- **EXERCISE TASK**:
Return the line containing "tag the flower stem" and all lines after it exactly; stop at the end of the material.

---------- EXTRACTED DATA ----------

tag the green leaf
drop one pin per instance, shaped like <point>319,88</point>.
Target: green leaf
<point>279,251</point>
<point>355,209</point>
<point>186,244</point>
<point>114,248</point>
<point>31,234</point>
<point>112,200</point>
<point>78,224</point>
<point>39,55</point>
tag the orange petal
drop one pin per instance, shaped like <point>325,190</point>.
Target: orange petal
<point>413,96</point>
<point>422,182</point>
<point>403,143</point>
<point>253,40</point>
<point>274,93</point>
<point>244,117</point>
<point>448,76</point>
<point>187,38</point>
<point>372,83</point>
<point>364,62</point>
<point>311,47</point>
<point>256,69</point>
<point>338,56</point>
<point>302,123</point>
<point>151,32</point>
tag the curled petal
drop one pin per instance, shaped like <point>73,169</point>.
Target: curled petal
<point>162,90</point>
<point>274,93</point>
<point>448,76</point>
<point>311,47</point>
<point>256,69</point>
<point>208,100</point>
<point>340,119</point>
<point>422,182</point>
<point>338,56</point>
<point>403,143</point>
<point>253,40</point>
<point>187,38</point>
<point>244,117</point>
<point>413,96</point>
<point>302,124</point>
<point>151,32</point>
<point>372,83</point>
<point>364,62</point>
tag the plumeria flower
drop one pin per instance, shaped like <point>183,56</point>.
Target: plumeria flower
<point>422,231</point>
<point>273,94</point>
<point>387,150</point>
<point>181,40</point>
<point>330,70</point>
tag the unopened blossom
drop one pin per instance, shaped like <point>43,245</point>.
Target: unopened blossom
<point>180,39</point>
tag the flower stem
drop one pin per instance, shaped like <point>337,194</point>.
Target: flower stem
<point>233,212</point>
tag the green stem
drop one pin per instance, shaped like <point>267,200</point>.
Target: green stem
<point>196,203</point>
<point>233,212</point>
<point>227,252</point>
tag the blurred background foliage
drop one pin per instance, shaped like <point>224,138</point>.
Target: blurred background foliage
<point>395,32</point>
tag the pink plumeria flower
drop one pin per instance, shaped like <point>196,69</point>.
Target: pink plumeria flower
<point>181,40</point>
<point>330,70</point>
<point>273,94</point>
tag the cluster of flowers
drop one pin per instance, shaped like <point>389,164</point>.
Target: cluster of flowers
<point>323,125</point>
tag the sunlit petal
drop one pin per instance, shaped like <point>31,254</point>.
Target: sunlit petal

----------

- **TASK ANSWER**:
tag the flower stem
drop one pin per instance, shaped like <point>337,194</point>.
Target: flower stem
<point>233,212</point>
tag the green stem
drop one pin per instance, shaped like <point>267,200</point>.
Target: green stem
<point>196,203</point>
<point>233,212</point>
<point>227,252</point>
tag the blurred background foliage
drop one pin per instance, shaped like <point>224,138</point>.
Target: blurred background foliage
<point>395,32</point>
tag the pink plumeria flower
drop one pin per instance, shaped like <point>196,69</point>.
Target: pink plumeria flower
<point>181,40</point>
<point>330,70</point>
<point>273,94</point>
tag the cluster of flowers
drop one pin per instance, shaped like <point>389,164</point>.
Target: cluster of flowers
<point>323,125</point>
tag the sunlit petal
drop one pin per instance, shaped like <point>31,254</point>.
Target: sunlit petal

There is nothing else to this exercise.